:: Records provided ::

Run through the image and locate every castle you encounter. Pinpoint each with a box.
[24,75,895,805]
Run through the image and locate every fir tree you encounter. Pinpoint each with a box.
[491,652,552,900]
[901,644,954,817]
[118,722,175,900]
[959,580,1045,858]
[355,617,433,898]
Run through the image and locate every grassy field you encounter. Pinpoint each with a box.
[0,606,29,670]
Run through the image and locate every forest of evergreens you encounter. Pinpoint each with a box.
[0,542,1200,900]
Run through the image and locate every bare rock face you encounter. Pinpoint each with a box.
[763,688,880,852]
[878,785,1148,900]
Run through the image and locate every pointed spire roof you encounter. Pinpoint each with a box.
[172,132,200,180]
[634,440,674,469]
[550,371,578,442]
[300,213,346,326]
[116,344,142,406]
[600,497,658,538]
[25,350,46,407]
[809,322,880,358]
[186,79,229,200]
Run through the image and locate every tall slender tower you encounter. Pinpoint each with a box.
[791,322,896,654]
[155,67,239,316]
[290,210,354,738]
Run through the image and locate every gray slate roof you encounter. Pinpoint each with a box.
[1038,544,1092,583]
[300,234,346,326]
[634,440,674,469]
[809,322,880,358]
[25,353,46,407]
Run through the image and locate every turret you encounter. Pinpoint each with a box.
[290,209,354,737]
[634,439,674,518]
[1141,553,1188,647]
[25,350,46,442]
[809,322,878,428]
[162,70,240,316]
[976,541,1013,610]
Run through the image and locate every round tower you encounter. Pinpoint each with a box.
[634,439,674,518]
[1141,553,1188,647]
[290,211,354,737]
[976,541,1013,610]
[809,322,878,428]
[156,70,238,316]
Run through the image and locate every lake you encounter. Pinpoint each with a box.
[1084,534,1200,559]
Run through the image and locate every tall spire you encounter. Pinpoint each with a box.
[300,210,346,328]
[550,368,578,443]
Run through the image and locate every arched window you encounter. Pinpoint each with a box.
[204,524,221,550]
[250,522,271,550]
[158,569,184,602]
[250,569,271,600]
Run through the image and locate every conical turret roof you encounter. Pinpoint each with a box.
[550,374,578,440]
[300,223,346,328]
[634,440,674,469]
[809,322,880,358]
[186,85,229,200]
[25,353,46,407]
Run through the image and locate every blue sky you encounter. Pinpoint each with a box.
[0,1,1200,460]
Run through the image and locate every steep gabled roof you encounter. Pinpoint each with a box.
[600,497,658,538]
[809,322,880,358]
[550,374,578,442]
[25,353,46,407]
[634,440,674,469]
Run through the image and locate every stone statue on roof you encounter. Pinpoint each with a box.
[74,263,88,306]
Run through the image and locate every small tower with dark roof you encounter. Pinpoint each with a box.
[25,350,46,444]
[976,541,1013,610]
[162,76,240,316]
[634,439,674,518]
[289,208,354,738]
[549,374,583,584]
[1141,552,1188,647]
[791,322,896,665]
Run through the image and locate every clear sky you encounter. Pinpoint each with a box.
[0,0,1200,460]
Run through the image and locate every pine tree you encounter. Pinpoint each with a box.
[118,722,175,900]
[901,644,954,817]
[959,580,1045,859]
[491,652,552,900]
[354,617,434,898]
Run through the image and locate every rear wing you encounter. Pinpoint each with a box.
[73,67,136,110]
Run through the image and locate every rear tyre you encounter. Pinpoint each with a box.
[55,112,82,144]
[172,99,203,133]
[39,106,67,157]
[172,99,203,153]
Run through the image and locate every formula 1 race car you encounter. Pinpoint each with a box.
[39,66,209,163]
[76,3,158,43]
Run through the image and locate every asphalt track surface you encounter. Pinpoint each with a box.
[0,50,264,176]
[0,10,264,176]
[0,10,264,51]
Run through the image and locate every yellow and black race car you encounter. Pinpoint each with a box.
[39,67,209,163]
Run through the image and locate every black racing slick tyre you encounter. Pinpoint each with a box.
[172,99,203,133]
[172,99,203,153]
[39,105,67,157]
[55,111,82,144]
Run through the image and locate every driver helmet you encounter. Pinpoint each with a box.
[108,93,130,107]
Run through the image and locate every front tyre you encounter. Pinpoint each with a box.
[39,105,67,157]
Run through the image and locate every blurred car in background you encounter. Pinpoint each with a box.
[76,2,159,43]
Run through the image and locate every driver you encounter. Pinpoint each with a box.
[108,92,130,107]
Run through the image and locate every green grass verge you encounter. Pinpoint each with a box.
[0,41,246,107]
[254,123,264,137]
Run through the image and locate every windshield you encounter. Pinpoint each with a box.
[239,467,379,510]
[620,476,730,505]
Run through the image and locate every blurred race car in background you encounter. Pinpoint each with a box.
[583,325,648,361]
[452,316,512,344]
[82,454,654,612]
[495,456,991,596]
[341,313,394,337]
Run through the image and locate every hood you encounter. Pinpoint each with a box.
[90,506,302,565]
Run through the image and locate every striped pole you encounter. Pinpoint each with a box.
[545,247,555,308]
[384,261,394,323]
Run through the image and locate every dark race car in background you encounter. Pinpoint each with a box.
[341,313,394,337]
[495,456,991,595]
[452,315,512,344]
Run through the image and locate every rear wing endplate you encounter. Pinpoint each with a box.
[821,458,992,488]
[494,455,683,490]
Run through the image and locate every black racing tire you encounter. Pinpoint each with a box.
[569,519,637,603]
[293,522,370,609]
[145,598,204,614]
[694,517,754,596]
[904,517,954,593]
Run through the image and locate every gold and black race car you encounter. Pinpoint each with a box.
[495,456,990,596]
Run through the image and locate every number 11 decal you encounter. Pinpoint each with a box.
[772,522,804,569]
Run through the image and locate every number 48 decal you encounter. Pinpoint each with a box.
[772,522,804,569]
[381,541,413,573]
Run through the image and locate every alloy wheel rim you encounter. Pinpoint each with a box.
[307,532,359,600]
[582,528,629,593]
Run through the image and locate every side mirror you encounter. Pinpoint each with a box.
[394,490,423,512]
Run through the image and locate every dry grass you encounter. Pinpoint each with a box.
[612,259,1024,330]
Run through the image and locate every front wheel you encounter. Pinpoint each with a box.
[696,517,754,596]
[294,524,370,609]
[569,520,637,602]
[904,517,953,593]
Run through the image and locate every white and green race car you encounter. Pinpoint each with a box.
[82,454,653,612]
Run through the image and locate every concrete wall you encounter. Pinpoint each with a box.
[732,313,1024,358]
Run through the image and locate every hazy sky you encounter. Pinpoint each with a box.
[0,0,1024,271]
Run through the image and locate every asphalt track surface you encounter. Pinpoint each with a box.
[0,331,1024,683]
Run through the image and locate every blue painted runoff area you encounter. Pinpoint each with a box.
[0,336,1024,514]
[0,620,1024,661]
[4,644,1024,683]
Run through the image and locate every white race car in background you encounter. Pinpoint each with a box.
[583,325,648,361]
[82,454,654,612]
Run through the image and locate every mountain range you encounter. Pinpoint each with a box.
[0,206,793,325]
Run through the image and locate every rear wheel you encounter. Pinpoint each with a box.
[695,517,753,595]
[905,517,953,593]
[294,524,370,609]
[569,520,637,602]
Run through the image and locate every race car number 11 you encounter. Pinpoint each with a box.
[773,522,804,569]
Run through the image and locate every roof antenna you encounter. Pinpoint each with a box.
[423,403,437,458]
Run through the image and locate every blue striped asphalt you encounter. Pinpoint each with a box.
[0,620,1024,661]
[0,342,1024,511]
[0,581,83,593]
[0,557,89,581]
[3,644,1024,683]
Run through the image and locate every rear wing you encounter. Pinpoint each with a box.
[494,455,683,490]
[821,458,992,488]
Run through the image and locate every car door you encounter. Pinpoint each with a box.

:::

#### [What is expected]
Convert the data above into a JSON list of strings, one string per line, omitting any blank lines.

#### [Response to the exercise]
[
  "Run through the image and locate every castle you encounter. Pinpoint each with a box.",
  "[24,75,895,805]",
  "Run through the image and locate every fir tree you encounter. Pinpoint each with a box.",
  "[491,652,552,900]",
  "[901,644,954,817]",
  "[118,722,175,900]",
  "[959,580,1045,858]",
  "[355,617,433,898]",
  "Run through the image and locate every grassy field you encounter. Pinpoint each with a box.",
  "[0,606,29,670]",
  "Run through the image and locate every forest of evergreens you encounter. Pinpoint each with a box.",
  "[0,542,1200,900]",
  "Run through the image and locate every bare rock face you encounter. Pinpoint each with a box.",
  "[763,688,880,852]",
  "[878,785,1148,900]",
  "Run through the image and locate every pointed spire roof you encounter. Pinpoint each with a box.",
  "[172,132,200,180]",
  "[634,440,674,469]",
  "[550,371,578,442]",
  "[300,213,346,326]",
  "[116,344,142,406]",
  "[600,497,658,538]",
  "[25,350,46,407]",
  "[809,322,880,358]",
  "[186,79,229,200]",
  "Run through the image and locate every tall slender tower you encounter. Pinpoint each with a box.",
  "[791,322,896,654]",
  "[155,67,239,316]",
  "[290,210,354,738]",
  "Run through the image and locate every gray slate roof you encounter. Pinpoint each with a box.",
  "[1038,544,1092,583]",
  "[300,234,346,326]",
  "[634,440,674,469]",
  "[809,322,880,358]",
  "[25,353,46,407]",
  "Run through the image and locate every turret you encounter. Pinpoint each with a box.",
  "[290,209,354,737]",
  "[634,439,674,518]",
  "[1141,553,1188,647]",
  "[25,350,46,442]",
  "[809,322,878,428]",
  "[162,70,240,316]",
  "[976,541,1013,610]",
  "Run through the image and locate every round tower you encounter. Pinpoint each with a box.",
  "[634,439,674,518]",
  "[1141,553,1188,647]",
  "[290,211,354,737]",
  "[976,541,1013,610]",
  "[809,322,878,428]",
  "[156,70,238,316]",
  "Run through the image and locate every lake you encounter. Pinpoint each with a box.",
  "[1084,534,1200,559]",
  "Run through the image and locate every tall spire you encounter. Pinpoint each with a box.",
  "[300,210,346,328]",
  "[550,368,578,443]",
  "Run through the image and locate every arched window you encounter. Pinpoint each with a box.",
  "[204,524,221,550]",
  "[250,522,271,550]",
  "[158,569,184,602]",
  "[250,569,271,600]",
  "Run through the image and locate every conical turret roof you encounter. Pinpoint each with a box.",
  "[550,374,578,440]",
  "[300,223,346,328]",
  "[634,440,674,469]",
  "[809,322,880,358]",
  "[186,85,229,200]",
  "[25,353,46,407]",
  "Run through the image and locate every blue sky you encounter. Pinpoint each with a box.",
  "[0,1,1200,460]",
  "Run through the image and locate every steep gabled roof you encounter. Pinpoint each with a box.",
  "[600,497,658,538]",
  "[809,322,880,358]",
  "[550,374,578,442]",
  "[25,353,46,407]",
  "[634,440,674,469]",
  "Run through the image and locate every stone statue on roof you encounter. Pinpoint each with a box.",
  "[74,263,88,306]",
  "Run through the image and locate every small tower with dark roof you encounter. Pinpoint each with a box.",
  "[25,350,46,444]",
  "[976,541,1013,610]",
  "[162,76,240,316]",
  "[634,439,674,518]",
  "[289,208,354,738]",
  "[549,374,583,584]",
  "[1141,552,1188,647]",
  "[791,322,896,665]",
  "Run through the image and locate every clear sky you encounter. Pinpoint each with a box.",
  "[0,0,1200,460]",
  "Run through the image and locate every pine tree you encounter. Pinpoint each with a box.",
  "[118,722,175,900]",
  "[901,644,954,817]",
  "[959,580,1045,859]",
  "[491,652,552,900]",
  "[354,617,434,898]",
  "Run through the image and locate every rear wing you encounter. Pinpoint each with a box.",
  "[73,67,136,110]",
  "Run through the image and locate every rear tyre you encounter. Pinpoint each with a box.",
  "[55,112,82,144]",
  "[172,99,203,133]",
  "[39,106,67,157]",
  "[172,99,203,153]",
  "Run through the image and locate every formula 1 race car you encounter. Pinpoint each with a box.",
  "[39,66,209,163]",
  "[76,3,158,43]",
  "Run through the image and locate every asphalt track surface you encounter. Pinpoint each with a box.",
  "[0,50,264,176]",
  "[0,10,264,176]",
  "[0,10,264,51]",
  "Run through the image and locate every yellow and black race car you encounter. Pinpoint each with a box.",
  "[39,67,209,163]",
  "Run through the image and locate every black racing slick tyre you encounter. Pinpoint each with a box.",
  "[172,99,203,133]",
  "[172,99,203,153]",
  "[39,105,67,157]",
  "[55,111,82,144]",
  "Run through the image and locate every driver helmet you encounter. Pinpoint each with a box.",
  "[108,93,130,107]",
  "Run through the image and locate every front tyre you encounter. Pinpoint each with a box.",
  "[39,105,67,157]",
  "Run through the image and locate every blurred car in background you encounter. Pinpoint each with a box.",
  "[76,2,159,43]",
  "Run through the image and locate every driver you encounter. Pinpoint each with a box.",
  "[108,92,130,107]",
  "Run through the image and locate every green grass verge you encounter. Pinpoint each with a box.",
  "[0,41,246,107]",
  "[254,123,264,137]",
  "Run through the image and locate every windshield you encounter. Pinpoint each with a box.",
  "[239,467,379,510]",
  "[620,476,730,505]",
  "Run through the image and locate every blurred race car in background you encounter. Pinpoint each with a box.",
  "[583,325,648,361]",
  "[452,316,512,344]",
  "[82,454,654,612]",
  "[495,456,991,596]",
  "[341,313,394,337]",
  "Run through the image and locate every hood you encounter. Pinpoint each with a box.",
  "[90,506,302,565]",
  "Run through the image and locate every striped pole you encounter. Pinpoint each with a box.",
  "[545,247,555,308]",
  "[384,261,394,323]",
  "Run through the image and locate every dark race car in background you encounter. Pinpoint each with a box.",
  "[341,313,394,337]",
  "[495,456,991,595]",
  "[452,315,512,344]",
  "Run through the image and locate every rear wing endplate you encounter. Pinpoint each with a box.",
  "[821,458,992,488]",
  "[494,455,683,490]",
  "Run through the image and locate every black racing tire you encounter. Pinpoint each with a box.",
  "[569,519,637,603]",
  "[293,522,370,609]",
  "[145,598,204,614]",
  "[694,517,754,596]",
  "[904,517,954,593]",
  "Run through the image and locate every gold and black race car you encounter. Pinpoint each with a box.",
  "[495,456,990,596]",
  "Run through the image and locate every number 11 decal you encounter. Pinpoint each with a box.",
  "[772,522,804,569]",
  "Run through the image and locate every number 48 decal you encounter. Pinpoint each with a box.",
  "[772,522,804,569]",
  "[381,541,413,573]",
  "Run through the image and locate every alloy wheel rim you encounter. Pinpoint each with a box.",
  "[307,532,359,600]",
  "[582,528,629,593]",
  "Run through the image and locate every side mirror you encounter. Pinpoint each with a box.",
  "[394,490,423,512]",
  "Run through the image and locate every dry grass you encounter. Pinpoint each with a box.",
  "[612,259,1024,330]",
  "Run through the image and locate every front wheel you encounter. Pinpoint each with a box.",
  "[696,517,754,596]",
  "[294,524,370,609]",
  "[569,520,637,602]",
  "[904,517,953,593]",
  "Run through the image and locate every white and green race car you encounter. Pinpoint each with a box.",
  "[82,454,653,612]",
  "Run through the image and locate every concrete wall you encounter. Pinpoint each with a box.",
  "[732,313,1024,358]",
  "Run through the image and locate every hazy sky you encounter. Pinpoint each with a box.",
  "[0,0,1024,271]",
  "Run through the image and locate every asphalt track surface you encounter. Pinpoint each with a box.",
  "[0,331,1024,683]",
  "Run through the image and locate every blue painted runoff area you encounter. Pinpoint each with a box.",
  "[0,336,1024,514]",
  "[0,620,1024,661]",
  "[4,644,1024,683]",
  "Run through the image and locate every white race car in background you encounter. Pinpoint each with a box.",
  "[583,325,648,361]",
  "[82,454,654,612]",
  "Run through the image and locate every mountain range you encounter. Pinpoint each with a box.",
  "[0,206,793,325]",
  "Run through the image and locate every rear wheel you encounter. Pinpoint each with a box.",
  "[695,517,753,595]",
  "[905,517,953,593]",
  "[294,524,370,609]",
  "[569,520,637,602]",
  "Run through the image and locate every race car number 11 you encounter. Pinpoint each with a box.",
  "[773,522,804,569]",
  "Run through the image and locate every roof antenna you encounter. Pinpoint each with a box.",
  "[423,403,437,458]",
  "Run through the image and locate every blue striped asphalt you encounter. Pinpoint each with a box.",
  "[0,620,1024,661]",
  "[0,342,1024,511]",
  "[0,581,83,593]",
  "[0,557,89,581]",
  "[3,644,1024,683]",
  "Run through the image and locate every rear wing you encounter. Pinpoint each with a box.",
  "[494,455,683,490]",
  "[821,458,992,488]",
  "Run through the image and locate every car door you encounter. Pinpoint each with a box."
]